▶ [What this task involves]: Locate each line in the material that contains the string "sign", and copy those lines out in full.

[START OF Data supplied]

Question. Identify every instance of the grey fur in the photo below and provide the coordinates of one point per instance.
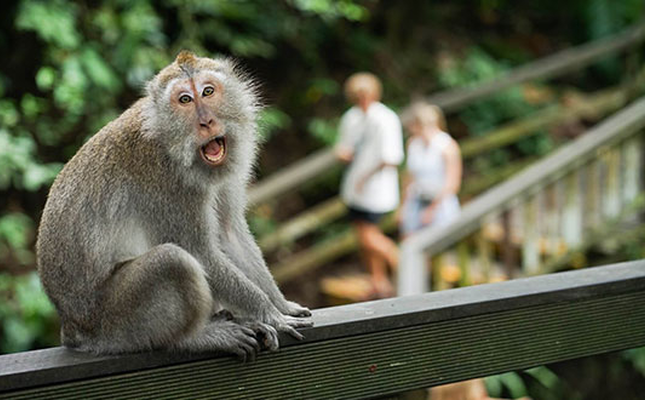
(141, 243)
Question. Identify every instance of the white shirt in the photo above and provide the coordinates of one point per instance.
(427, 165)
(375, 138)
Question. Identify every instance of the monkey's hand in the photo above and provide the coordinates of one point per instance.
(287, 323)
(294, 309)
(264, 333)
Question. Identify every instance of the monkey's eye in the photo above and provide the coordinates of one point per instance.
(185, 99)
(208, 90)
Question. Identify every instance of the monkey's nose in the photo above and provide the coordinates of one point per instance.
(207, 123)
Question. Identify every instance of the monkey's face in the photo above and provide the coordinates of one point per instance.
(196, 100)
(208, 115)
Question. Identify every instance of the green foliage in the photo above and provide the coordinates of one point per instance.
(637, 357)
(28, 318)
(271, 121)
(477, 66)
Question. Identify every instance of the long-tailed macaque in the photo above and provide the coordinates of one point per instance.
(143, 240)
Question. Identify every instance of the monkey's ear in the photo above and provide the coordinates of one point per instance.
(151, 88)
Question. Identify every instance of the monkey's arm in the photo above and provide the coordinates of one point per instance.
(231, 287)
(247, 256)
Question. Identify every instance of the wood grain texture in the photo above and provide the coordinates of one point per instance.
(375, 348)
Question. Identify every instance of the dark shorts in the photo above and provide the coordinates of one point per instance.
(359, 215)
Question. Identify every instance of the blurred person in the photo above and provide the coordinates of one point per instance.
(371, 143)
(433, 171)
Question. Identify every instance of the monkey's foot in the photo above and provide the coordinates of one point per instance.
(265, 334)
(295, 310)
(225, 336)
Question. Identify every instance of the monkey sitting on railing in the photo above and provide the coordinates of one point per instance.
(143, 240)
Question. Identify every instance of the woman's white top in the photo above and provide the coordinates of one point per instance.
(427, 165)
(375, 138)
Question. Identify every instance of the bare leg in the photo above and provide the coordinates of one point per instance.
(371, 237)
(379, 252)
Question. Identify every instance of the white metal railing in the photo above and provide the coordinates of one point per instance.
(566, 197)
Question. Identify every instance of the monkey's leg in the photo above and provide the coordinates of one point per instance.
(161, 299)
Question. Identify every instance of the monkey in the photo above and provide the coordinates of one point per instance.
(143, 240)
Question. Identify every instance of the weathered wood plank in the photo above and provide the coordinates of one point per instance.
(376, 348)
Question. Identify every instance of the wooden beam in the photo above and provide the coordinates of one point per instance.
(557, 64)
(596, 105)
(619, 126)
(373, 349)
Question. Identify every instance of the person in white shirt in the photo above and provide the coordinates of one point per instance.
(433, 171)
(371, 143)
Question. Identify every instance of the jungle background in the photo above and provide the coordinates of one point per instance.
(71, 67)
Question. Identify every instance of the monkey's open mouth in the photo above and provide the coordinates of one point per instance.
(214, 151)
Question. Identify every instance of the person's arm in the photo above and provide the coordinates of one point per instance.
(391, 148)
(452, 158)
(344, 148)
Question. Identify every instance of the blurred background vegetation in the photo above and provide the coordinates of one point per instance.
(72, 66)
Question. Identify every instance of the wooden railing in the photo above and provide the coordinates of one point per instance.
(563, 203)
(372, 349)
(287, 265)
(558, 64)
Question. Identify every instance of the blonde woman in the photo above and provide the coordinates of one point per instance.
(433, 171)
(371, 143)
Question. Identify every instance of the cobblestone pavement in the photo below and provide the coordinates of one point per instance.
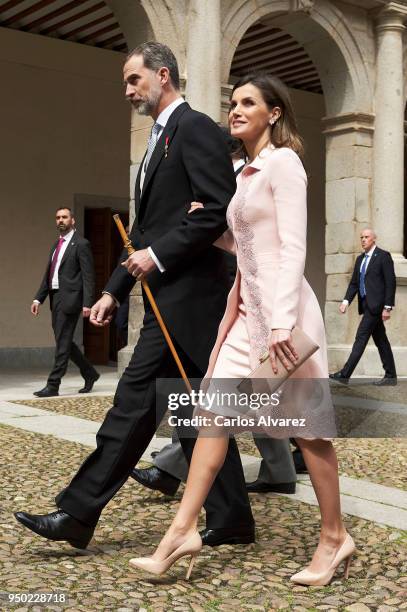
(254, 577)
(380, 460)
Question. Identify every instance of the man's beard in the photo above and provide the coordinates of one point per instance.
(149, 104)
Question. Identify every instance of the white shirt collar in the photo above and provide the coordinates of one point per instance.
(163, 117)
(68, 236)
(370, 253)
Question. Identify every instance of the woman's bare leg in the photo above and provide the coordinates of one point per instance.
(322, 464)
(207, 459)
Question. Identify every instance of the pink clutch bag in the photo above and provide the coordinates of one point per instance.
(263, 380)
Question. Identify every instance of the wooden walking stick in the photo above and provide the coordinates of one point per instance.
(130, 249)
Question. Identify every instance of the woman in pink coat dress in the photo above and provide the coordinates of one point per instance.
(267, 230)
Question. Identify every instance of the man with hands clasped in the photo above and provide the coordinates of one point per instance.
(374, 282)
(69, 281)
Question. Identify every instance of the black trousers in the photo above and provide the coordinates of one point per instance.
(64, 327)
(371, 325)
(128, 429)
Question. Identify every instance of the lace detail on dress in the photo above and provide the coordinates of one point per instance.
(244, 236)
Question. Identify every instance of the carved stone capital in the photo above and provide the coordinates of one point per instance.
(391, 17)
(304, 6)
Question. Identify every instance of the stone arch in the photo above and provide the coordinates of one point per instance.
(318, 26)
(151, 20)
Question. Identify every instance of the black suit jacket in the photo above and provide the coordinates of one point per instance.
(76, 276)
(380, 282)
(191, 293)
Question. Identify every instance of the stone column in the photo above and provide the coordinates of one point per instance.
(203, 65)
(388, 165)
(349, 140)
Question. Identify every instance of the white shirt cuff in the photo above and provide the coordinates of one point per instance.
(116, 301)
(155, 259)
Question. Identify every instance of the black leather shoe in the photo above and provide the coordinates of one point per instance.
(228, 535)
(157, 480)
(258, 486)
(47, 392)
(387, 381)
(339, 377)
(57, 526)
(89, 382)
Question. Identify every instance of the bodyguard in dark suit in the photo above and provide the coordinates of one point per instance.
(69, 282)
(374, 282)
(186, 161)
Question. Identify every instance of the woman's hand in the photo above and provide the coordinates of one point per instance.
(281, 346)
(195, 206)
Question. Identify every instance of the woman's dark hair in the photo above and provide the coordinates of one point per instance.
(284, 132)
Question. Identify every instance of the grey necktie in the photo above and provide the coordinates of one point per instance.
(152, 141)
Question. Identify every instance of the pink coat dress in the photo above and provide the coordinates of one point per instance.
(267, 219)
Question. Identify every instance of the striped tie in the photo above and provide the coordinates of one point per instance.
(362, 288)
(152, 141)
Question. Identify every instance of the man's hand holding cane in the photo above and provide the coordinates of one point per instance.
(139, 264)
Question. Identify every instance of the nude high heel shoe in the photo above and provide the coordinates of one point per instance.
(344, 553)
(191, 547)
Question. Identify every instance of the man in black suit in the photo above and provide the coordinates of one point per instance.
(69, 281)
(186, 161)
(374, 282)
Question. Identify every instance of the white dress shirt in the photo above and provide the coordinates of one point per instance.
(55, 280)
(162, 120)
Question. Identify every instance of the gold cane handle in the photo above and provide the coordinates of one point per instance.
(130, 249)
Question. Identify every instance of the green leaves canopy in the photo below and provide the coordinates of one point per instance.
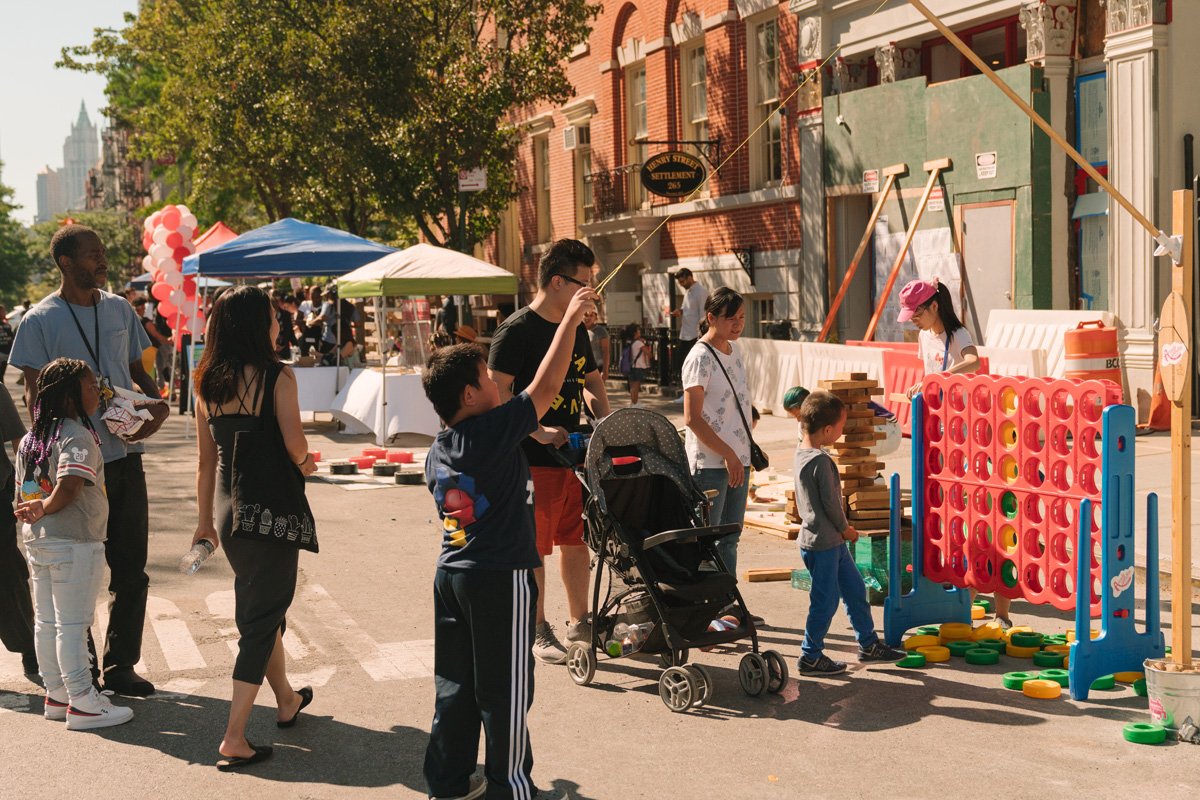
(355, 114)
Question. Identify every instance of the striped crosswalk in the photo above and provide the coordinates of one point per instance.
(186, 645)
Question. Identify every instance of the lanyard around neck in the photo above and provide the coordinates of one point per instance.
(95, 308)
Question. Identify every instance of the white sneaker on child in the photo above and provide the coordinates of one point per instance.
(94, 710)
(55, 709)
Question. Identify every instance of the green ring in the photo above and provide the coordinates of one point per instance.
(1144, 733)
(1026, 639)
(1048, 659)
(1017, 679)
(960, 647)
(1060, 677)
(982, 656)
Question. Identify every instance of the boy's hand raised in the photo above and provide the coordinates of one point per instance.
(583, 301)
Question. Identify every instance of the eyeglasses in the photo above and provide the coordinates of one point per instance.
(579, 283)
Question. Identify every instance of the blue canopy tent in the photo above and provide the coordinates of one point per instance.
(288, 248)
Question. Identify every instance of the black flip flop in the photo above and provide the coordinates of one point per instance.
(305, 699)
(237, 762)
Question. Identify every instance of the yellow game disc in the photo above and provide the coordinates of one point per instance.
(916, 642)
(1020, 653)
(934, 654)
(1007, 635)
(954, 631)
(1042, 689)
(988, 631)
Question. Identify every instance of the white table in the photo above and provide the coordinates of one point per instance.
(359, 405)
(317, 386)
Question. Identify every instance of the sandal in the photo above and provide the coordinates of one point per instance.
(305, 699)
(237, 762)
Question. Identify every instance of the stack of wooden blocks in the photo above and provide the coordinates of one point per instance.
(867, 500)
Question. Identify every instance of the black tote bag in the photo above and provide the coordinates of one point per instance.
(269, 503)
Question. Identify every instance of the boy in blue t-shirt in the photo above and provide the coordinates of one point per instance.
(484, 590)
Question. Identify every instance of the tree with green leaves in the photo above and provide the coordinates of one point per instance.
(357, 115)
(13, 258)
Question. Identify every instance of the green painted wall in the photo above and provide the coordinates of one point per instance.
(912, 124)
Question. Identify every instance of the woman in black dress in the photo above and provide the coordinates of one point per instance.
(239, 373)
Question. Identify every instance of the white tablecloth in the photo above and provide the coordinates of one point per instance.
(318, 386)
(359, 405)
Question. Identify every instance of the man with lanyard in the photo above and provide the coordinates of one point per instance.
(694, 296)
(519, 348)
(81, 320)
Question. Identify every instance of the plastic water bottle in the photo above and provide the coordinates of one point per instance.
(196, 557)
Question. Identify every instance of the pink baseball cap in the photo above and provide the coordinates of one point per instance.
(912, 296)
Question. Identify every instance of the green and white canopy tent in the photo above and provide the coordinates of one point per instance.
(419, 271)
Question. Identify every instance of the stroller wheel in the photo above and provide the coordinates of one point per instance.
(753, 674)
(777, 671)
(581, 663)
(705, 690)
(673, 657)
(678, 690)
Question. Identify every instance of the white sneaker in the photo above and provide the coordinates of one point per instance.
(94, 710)
(478, 787)
(55, 709)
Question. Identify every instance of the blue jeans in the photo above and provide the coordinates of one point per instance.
(66, 576)
(729, 506)
(834, 575)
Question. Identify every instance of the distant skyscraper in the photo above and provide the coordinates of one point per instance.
(81, 151)
(49, 194)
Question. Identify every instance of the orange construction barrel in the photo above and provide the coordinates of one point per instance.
(1092, 353)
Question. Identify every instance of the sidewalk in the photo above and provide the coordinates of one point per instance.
(777, 435)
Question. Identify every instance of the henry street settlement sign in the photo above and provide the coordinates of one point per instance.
(672, 174)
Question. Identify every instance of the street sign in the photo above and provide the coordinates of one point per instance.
(472, 180)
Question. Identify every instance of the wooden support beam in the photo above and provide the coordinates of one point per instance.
(935, 168)
(892, 173)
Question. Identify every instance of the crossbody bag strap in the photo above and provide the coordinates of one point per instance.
(737, 402)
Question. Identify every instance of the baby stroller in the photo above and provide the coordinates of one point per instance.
(647, 523)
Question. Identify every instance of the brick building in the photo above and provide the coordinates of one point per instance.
(783, 217)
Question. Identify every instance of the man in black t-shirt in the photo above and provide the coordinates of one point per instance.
(517, 350)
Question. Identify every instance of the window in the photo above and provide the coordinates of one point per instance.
(767, 144)
(541, 181)
(639, 131)
(695, 95)
(1000, 44)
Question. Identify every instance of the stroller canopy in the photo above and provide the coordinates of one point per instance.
(651, 435)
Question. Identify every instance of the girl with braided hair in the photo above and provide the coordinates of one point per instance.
(61, 501)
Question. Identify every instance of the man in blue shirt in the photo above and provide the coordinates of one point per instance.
(81, 320)
(484, 590)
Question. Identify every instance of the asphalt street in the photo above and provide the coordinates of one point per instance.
(360, 632)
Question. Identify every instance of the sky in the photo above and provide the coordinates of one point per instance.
(37, 102)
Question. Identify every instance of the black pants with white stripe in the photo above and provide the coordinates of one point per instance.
(483, 668)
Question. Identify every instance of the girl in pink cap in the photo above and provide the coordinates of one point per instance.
(943, 343)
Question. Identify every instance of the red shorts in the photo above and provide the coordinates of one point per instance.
(557, 507)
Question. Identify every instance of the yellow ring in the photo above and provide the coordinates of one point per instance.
(934, 654)
(1042, 689)
(917, 642)
(1020, 653)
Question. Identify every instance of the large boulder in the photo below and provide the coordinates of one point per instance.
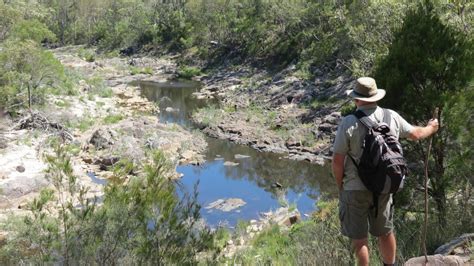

[END OF Data supplied]

▶ [Response for this exercise]:
Question. Identify every instance of the henry street settlement sign in the photo above and provide the coordinates of one point per instance.
Question. Identify every instance of the street sign in the photo above and provide the coordinates of one point per instance.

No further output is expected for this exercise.